_Short task_: Pictures do not belong in the copy; quote every entry below exactly.

____________

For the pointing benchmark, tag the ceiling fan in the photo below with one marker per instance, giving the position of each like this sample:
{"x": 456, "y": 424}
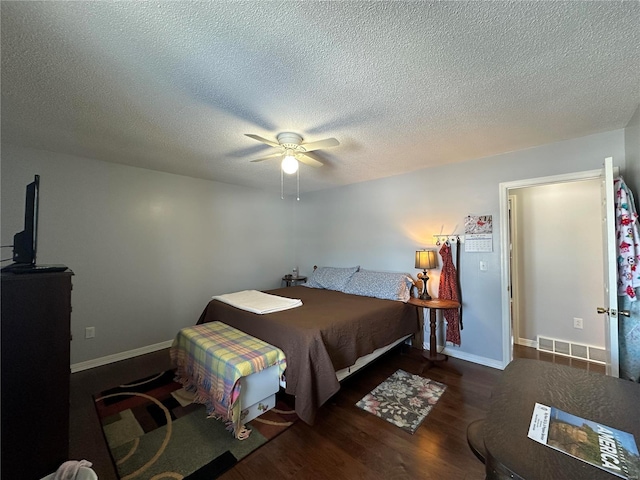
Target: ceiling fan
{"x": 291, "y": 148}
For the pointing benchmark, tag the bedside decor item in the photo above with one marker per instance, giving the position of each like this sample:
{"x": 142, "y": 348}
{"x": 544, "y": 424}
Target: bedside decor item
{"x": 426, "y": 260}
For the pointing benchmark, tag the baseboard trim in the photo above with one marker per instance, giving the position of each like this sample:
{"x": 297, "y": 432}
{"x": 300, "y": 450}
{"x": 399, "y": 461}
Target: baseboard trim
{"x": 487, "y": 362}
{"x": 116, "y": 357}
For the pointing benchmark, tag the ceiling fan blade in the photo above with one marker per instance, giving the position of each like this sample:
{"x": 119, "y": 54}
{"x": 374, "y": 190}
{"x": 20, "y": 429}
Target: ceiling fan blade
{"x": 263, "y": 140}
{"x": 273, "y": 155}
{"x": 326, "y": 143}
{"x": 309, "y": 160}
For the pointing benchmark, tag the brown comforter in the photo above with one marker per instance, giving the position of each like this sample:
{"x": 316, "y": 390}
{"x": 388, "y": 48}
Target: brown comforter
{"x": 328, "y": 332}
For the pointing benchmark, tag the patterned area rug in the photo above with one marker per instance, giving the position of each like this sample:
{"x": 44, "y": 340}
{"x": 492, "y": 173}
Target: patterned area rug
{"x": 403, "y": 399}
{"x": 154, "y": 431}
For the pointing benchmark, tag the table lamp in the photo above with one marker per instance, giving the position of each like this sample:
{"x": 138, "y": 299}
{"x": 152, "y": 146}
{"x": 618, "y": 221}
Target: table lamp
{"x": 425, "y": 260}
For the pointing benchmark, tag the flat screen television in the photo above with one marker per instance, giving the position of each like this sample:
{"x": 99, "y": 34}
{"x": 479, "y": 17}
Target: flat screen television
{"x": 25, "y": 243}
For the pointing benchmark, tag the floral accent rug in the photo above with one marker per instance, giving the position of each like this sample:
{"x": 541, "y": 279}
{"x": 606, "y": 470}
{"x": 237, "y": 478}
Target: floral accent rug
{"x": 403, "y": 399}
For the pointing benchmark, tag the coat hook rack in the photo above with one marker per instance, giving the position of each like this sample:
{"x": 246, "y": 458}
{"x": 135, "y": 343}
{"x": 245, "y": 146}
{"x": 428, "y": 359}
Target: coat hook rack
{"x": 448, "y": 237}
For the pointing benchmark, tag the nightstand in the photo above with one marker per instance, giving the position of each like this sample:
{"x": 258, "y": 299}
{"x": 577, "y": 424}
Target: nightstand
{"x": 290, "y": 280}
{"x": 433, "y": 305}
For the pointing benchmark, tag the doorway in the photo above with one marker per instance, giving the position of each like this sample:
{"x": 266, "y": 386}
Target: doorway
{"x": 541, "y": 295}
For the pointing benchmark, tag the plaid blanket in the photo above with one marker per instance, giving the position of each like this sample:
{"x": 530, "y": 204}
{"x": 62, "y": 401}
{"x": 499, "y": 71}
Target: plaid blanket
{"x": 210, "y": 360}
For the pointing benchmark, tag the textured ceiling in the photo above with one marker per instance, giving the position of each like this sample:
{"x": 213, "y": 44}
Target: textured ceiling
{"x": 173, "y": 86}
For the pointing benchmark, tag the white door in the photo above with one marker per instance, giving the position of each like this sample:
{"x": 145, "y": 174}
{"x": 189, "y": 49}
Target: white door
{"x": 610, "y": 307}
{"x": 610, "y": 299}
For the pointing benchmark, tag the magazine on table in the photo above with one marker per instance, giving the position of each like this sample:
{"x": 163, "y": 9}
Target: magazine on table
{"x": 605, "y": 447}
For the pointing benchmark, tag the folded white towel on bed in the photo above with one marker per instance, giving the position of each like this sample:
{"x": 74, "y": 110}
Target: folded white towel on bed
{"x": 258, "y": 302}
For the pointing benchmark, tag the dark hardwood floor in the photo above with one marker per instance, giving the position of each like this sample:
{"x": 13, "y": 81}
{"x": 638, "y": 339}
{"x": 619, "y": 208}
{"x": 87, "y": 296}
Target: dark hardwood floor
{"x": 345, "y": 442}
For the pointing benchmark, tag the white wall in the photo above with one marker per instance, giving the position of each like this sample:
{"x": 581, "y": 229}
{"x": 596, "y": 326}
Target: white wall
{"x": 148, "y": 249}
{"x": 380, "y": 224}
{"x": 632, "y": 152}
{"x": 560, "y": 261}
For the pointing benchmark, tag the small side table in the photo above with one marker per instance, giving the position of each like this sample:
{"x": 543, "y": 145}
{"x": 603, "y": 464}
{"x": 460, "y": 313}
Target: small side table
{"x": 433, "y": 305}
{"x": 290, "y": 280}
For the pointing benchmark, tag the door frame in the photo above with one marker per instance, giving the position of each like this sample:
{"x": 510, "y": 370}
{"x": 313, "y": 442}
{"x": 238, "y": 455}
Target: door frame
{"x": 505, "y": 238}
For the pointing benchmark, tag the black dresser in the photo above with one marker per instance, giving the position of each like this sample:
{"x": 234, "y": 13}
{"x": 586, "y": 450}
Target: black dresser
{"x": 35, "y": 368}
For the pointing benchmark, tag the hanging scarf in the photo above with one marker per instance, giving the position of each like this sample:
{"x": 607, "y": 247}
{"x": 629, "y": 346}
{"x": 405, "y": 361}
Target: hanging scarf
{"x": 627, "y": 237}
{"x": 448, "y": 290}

____________

_Exercise solution_:
For the pointing benchmark, tag the ceiling fan in the photo below with one marker per instance, giving the position of each like this sample:
{"x": 456, "y": 424}
Target: ceiling fan
{"x": 291, "y": 148}
For the pointing benchmark, tag the bedside decor item in the photo above with one marker per instance, giving the position of each like this sample:
{"x": 142, "y": 348}
{"x": 544, "y": 424}
Target: bedside decor item
{"x": 426, "y": 260}
For the pointing benchmark, tag the baseboard trim in the photo above with one marker per instance, giving the position of each like this sample:
{"x": 297, "y": 432}
{"x": 300, "y": 450}
{"x": 399, "y": 461}
Target: baseboard trim
{"x": 487, "y": 362}
{"x": 116, "y": 357}
For the pointing benchmark, tag the ceiling fan blade in the photo above with one marker per instance, giving the position of each like this sample:
{"x": 119, "y": 54}
{"x": 374, "y": 190}
{"x": 20, "y": 429}
Target: ceiling fan blade
{"x": 263, "y": 140}
{"x": 273, "y": 155}
{"x": 326, "y": 143}
{"x": 309, "y": 160}
For the pointing benchmark, tag the brown comforter in the photo above with one marker per instance, giving the position of each like this sample:
{"x": 316, "y": 390}
{"x": 388, "y": 48}
Target: brown comforter
{"x": 328, "y": 332}
For the pointing benchmark, tag the patterned area rug in the photo above with one marker per instance, giving the position of each like this sample:
{"x": 44, "y": 340}
{"x": 492, "y": 173}
Target: patterned area rug
{"x": 403, "y": 399}
{"x": 154, "y": 431}
For the pointing benchmark, tag the table lamp in the photo above with one marker per instance, giving the position of each like this sample:
{"x": 138, "y": 299}
{"x": 152, "y": 146}
{"x": 618, "y": 221}
Target: table lamp
{"x": 425, "y": 260}
For the pointing benchmark, tag the flat screen television in the photo above with one marker per instance, giving the position of each like this sample:
{"x": 99, "y": 34}
{"x": 479, "y": 17}
Target: flat screen television
{"x": 25, "y": 243}
For the pointing benchmark, tag the floral accent rug in the photo above with one marker per instance, giving the position of each like this sample:
{"x": 541, "y": 279}
{"x": 606, "y": 470}
{"x": 237, "y": 478}
Target: floral accent rug
{"x": 403, "y": 399}
For the pointing benchmark, tag the coat hook rack in the photo above with one marker per instance, giving the position of each like this sample:
{"x": 246, "y": 458}
{"x": 135, "y": 343}
{"x": 245, "y": 146}
{"x": 428, "y": 359}
Target: coat hook rack
{"x": 448, "y": 237}
For the pointing benchmark, tag the nightstand in the photo above with one marker per instance, giving the position of each like this sample:
{"x": 258, "y": 299}
{"x": 577, "y": 424}
Target: nightstand
{"x": 290, "y": 280}
{"x": 433, "y": 305}
For the pointing benchmark, tag the doorway in the photo above with one marker per instance, giving the position of each like this sample:
{"x": 266, "y": 386}
Target: doorway
{"x": 541, "y": 295}
For the pointing benchmark, tag the plaid blanket in the photo above with one marker per instance, giving the position of each like this sample:
{"x": 530, "y": 204}
{"x": 62, "y": 401}
{"x": 499, "y": 71}
Target: plaid blanket
{"x": 210, "y": 360}
For the pointing benchmark, tag the textured ceiling in the photo above with one marker per instance, giving the position of each like this sample:
{"x": 213, "y": 44}
Target: textured ceiling
{"x": 173, "y": 86}
For the pointing benchmark, tag the white door in the photo above with one marker per instance, giving the position of each like this sample:
{"x": 145, "y": 174}
{"x": 189, "y": 49}
Target: white door
{"x": 610, "y": 307}
{"x": 610, "y": 299}
For the pointing benchmark, tag the magazine on table in the photo above with one marker per instance, giving the position of each like this sample:
{"x": 163, "y": 9}
Target: magazine on table
{"x": 605, "y": 447}
For the pointing benchmark, tag the folded white towel on bed in the photo above with one marker per instance, giving the position of each like this sample:
{"x": 74, "y": 110}
Target: folded white towel on bed
{"x": 258, "y": 302}
For the pointing benchmark, tag the dark hardwood floor in the photo above with one marker per instance, giving the position of each like this sample:
{"x": 13, "y": 81}
{"x": 638, "y": 339}
{"x": 619, "y": 208}
{"x": 87, "y": 296}
Target: dark hardwood floor
{"x": 345, "y": 442}
For the pointing benchmark, tag the white wall in the photo above with one marker per instance, giving the position of each like this sample:
{"x": 581, "y": 229}
{"x": 596, "y": 326}
Target: white wall
{"x": 148, "y": 249}
{"x": 380, "y": 224}
{"x": 632, "y": 152}
{"x": 560, "y": 261}
For the pointing benchmark, tag the small side table in the photo above with one marker per instance, giving the position of each like this sample:
{"x": 543, "y": 145}
{"x": 603, "y": 464}
{"x": 460, "y": 313}
Target: small side table
{"x": 433, "y": 305}
{"x": 290, "y": 280}
For the pointing benchmark, tag the door frame in the photo above with one marker per instance, giving the position of each like this sample:
{"x": 510, "y": 370}
{"x": 313, "y": 442}
{"x": 238, "y": 455}
Target: door frame
{"x": 505, "y": 238}
For the pointing benchmark, tag the black dresser in the photo above with one marker per instance, giving the position of each like this sample:
{"x": 234, "y": 13}
{"x": 586, "y": 450}
Target: black dresser
{"x": 35, "y": 368}
For the pointing benchmark, tag the hanging scarf in the photo above with one marker per instance, giving the position of each like this sample:
{"x": 607, "y": 247}
{"x": 629, "y": 346}
{"x": 405, "y": 361}
Target: hanging scarf
{"x": 627, "y": 237}
{"x": 448, "y": 290}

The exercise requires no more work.